■ TASK DESCRIPTION
Go to the line below containing "Put a pin on every instance of the rocky" and print exactly from there through the line containing "Target = yellow prayer flag", both included. Print nothing else.

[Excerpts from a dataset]
=== Section Start ===

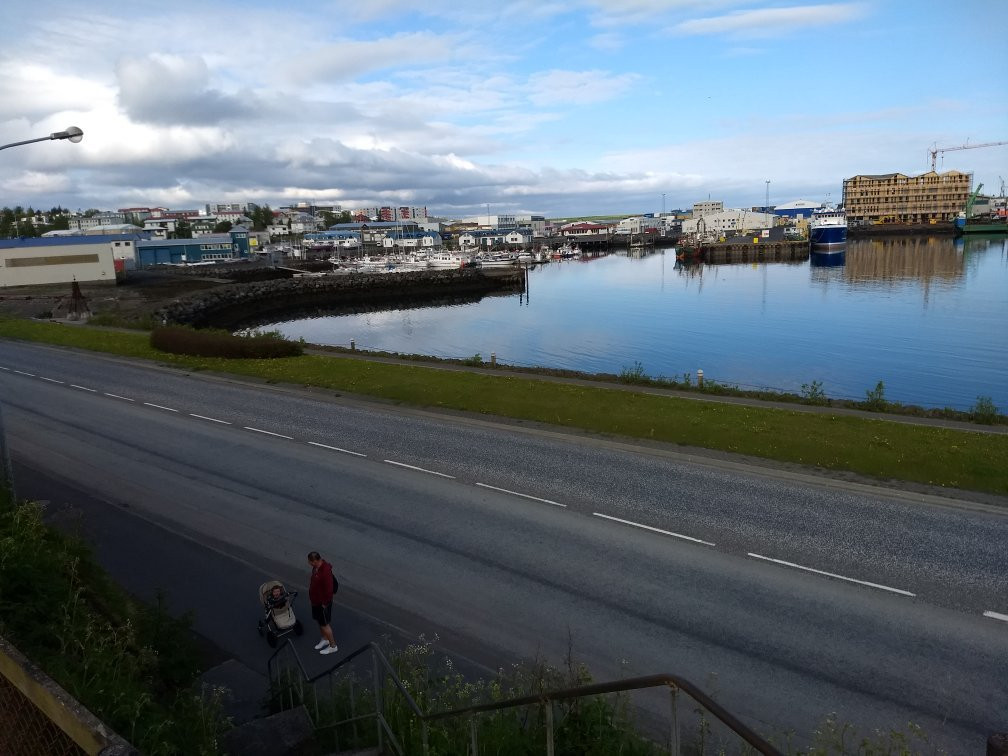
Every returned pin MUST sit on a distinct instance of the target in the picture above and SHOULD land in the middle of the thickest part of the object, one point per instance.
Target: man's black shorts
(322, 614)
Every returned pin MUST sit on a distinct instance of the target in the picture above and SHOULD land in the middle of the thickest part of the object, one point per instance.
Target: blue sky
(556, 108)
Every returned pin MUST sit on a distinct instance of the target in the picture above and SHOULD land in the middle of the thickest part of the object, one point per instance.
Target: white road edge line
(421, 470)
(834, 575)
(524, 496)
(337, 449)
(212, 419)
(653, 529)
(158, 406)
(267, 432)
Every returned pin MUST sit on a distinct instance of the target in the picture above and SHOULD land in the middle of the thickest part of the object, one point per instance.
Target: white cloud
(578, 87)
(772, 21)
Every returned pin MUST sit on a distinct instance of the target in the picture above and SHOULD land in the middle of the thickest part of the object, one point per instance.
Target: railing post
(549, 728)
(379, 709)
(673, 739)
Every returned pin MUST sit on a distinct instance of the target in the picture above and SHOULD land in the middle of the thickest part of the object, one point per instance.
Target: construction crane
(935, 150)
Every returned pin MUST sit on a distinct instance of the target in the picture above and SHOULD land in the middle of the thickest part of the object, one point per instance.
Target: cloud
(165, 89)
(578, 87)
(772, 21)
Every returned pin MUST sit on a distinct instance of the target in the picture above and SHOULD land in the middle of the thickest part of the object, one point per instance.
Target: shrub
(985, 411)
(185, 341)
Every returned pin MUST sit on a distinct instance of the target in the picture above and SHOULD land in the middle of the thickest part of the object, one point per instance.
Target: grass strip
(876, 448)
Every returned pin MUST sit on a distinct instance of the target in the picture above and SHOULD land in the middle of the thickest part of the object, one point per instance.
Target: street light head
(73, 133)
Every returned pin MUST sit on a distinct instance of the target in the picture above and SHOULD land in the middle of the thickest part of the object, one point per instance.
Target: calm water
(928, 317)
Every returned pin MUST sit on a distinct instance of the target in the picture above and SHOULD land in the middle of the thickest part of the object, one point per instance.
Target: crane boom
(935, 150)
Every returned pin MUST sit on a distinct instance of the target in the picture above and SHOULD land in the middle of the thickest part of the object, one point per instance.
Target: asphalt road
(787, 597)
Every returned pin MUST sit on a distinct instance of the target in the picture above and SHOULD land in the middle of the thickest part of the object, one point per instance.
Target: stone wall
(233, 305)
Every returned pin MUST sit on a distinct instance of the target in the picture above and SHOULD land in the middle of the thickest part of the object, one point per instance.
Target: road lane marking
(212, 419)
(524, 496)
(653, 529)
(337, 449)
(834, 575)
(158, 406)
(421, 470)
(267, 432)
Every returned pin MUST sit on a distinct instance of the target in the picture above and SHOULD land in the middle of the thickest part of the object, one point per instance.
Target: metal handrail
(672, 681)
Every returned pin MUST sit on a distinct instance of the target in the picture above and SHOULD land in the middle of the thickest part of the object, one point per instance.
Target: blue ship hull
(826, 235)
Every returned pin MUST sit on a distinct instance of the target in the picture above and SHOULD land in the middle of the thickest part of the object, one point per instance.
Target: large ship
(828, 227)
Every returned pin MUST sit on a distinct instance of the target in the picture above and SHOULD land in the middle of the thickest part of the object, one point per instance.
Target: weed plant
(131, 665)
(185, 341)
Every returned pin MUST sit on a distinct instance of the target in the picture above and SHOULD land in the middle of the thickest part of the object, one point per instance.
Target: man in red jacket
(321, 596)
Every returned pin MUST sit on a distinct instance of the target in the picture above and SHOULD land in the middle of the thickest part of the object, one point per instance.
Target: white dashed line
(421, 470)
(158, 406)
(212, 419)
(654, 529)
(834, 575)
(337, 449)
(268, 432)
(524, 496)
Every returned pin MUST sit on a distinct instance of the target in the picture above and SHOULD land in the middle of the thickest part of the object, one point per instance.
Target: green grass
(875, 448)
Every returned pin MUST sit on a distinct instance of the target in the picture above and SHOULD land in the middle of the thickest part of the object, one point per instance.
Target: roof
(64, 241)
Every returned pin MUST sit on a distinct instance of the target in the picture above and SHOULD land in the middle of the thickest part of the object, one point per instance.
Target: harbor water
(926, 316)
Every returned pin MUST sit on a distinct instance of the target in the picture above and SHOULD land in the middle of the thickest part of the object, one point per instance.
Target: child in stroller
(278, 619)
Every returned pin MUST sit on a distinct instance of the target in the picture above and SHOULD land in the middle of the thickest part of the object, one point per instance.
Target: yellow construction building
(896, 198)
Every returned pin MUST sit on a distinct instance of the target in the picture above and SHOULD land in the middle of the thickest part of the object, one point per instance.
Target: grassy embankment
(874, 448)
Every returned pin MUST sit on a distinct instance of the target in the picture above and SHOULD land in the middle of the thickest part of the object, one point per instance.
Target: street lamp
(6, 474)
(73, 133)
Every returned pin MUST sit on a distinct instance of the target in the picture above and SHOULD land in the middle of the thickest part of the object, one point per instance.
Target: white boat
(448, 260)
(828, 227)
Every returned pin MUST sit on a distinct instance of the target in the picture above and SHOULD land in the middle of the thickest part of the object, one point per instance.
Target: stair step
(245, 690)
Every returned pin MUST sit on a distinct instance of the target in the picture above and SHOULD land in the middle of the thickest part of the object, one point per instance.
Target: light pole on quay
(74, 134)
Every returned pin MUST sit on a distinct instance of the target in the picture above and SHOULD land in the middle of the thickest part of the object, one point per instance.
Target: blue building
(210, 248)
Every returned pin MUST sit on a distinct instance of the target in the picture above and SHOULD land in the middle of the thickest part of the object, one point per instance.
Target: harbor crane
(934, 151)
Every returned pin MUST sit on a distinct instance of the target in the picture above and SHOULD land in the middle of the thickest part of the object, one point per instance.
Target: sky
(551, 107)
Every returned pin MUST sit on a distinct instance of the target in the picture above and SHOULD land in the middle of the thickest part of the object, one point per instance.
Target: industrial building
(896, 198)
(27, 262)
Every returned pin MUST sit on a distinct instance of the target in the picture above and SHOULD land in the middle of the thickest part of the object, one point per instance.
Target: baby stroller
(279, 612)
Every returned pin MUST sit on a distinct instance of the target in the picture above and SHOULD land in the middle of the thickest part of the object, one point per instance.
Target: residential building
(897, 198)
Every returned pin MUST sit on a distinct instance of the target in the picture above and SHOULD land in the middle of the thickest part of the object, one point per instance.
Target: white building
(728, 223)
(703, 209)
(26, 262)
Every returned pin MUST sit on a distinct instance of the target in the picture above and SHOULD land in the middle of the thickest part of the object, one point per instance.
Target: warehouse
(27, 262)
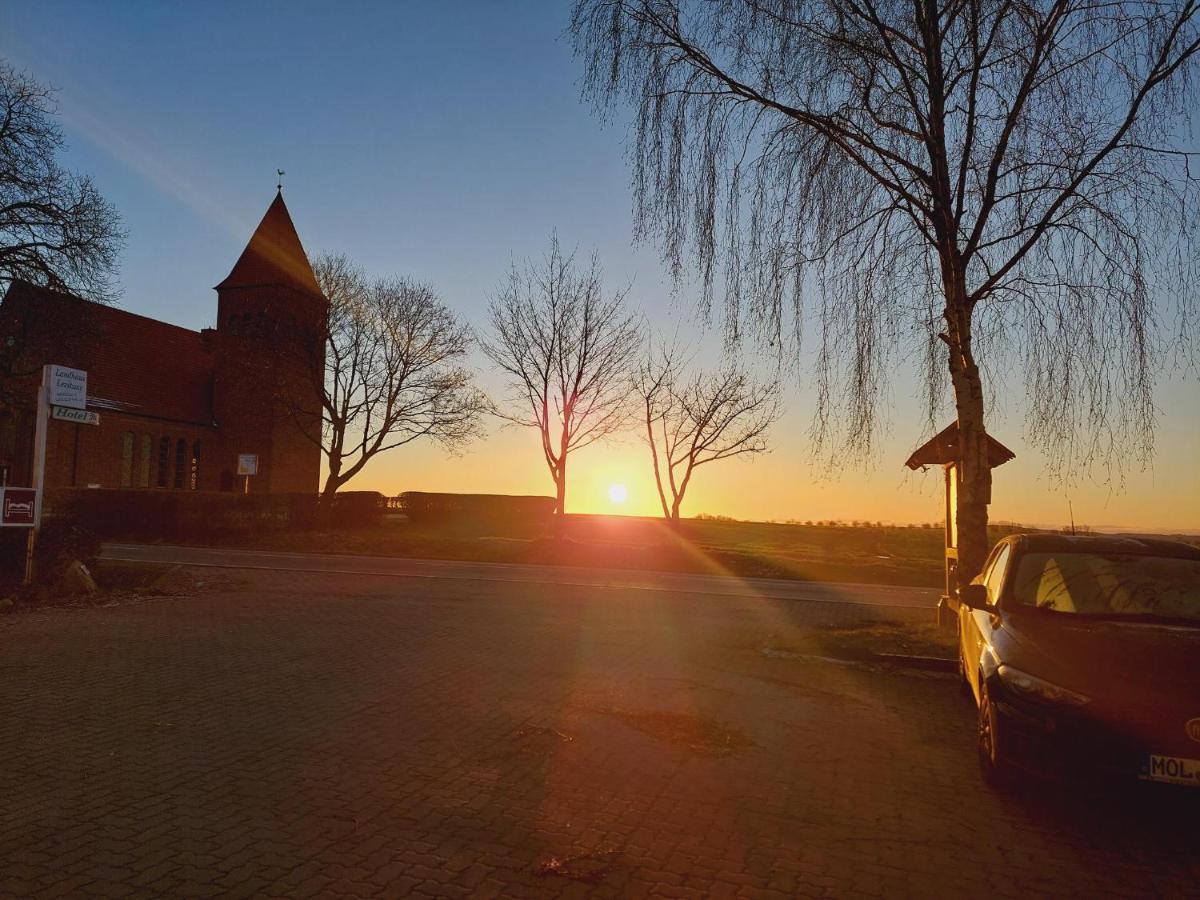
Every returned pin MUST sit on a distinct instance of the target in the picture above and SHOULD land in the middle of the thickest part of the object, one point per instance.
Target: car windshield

=== Section End ===
=== Section Start ===

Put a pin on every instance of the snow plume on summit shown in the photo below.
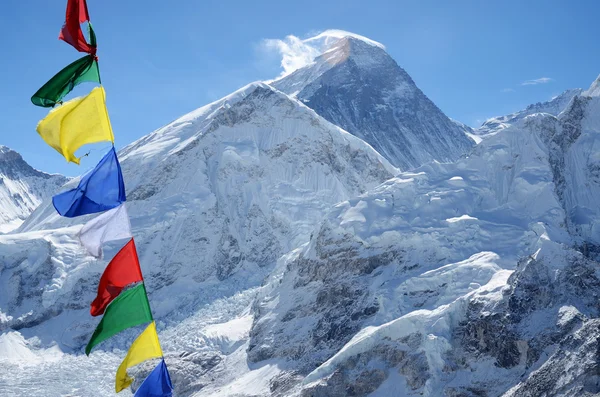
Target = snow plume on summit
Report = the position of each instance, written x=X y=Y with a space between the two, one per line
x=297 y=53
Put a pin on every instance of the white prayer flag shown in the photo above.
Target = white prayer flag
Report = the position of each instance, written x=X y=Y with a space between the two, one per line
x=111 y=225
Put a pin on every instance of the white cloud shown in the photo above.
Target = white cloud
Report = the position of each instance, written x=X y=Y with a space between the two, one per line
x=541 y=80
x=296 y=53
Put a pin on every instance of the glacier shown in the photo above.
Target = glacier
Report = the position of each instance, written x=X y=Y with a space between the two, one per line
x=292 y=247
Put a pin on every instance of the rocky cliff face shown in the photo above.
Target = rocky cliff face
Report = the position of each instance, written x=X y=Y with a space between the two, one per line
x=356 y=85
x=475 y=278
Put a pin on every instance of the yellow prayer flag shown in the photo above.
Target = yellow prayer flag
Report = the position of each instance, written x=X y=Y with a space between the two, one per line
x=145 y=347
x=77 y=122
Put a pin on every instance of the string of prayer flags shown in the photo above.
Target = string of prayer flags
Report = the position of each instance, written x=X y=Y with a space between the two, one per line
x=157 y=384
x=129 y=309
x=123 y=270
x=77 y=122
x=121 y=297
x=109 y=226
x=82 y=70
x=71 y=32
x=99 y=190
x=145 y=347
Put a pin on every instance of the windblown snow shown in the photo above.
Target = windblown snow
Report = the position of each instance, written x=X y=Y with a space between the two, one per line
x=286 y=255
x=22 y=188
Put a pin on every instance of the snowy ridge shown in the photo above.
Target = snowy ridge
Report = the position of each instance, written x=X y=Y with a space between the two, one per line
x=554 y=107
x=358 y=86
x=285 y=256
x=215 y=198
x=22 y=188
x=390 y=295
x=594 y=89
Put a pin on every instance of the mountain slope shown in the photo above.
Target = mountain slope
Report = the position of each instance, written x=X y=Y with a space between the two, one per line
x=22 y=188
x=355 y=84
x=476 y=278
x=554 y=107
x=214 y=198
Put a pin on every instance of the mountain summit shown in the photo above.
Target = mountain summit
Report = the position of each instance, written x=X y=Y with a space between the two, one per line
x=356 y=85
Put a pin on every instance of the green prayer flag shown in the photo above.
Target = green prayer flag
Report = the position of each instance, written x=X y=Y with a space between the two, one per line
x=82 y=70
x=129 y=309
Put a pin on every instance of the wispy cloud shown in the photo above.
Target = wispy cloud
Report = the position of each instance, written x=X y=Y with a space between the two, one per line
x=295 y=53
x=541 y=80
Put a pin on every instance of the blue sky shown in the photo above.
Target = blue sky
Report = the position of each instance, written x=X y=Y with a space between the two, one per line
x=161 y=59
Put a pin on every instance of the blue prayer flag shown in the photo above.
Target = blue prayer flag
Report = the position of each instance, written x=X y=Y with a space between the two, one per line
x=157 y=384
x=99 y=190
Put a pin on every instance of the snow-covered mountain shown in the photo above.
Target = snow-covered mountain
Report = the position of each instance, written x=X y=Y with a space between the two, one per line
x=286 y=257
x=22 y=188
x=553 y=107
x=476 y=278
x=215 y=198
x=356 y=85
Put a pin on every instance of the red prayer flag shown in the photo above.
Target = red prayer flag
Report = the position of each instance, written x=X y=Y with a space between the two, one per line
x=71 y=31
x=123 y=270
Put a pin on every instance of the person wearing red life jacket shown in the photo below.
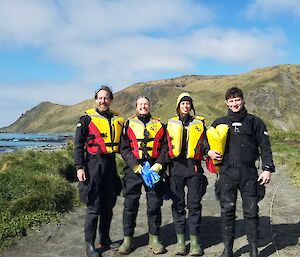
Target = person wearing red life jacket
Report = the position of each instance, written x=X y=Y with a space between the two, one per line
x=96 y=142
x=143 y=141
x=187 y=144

=== Section End ===

■ ANSWER SPACE
Put a pin on every instance of the rocky cliff face shown in the photo above.
Target = rocky cliff face
Report = the position of each instance, written x=X y=Y with a space between the two, one per line
x=356 y=85
x=475 y=278
Put a pin on every instance of the yellow prayer flag shown in the photo above.
Target = yellow prayer flag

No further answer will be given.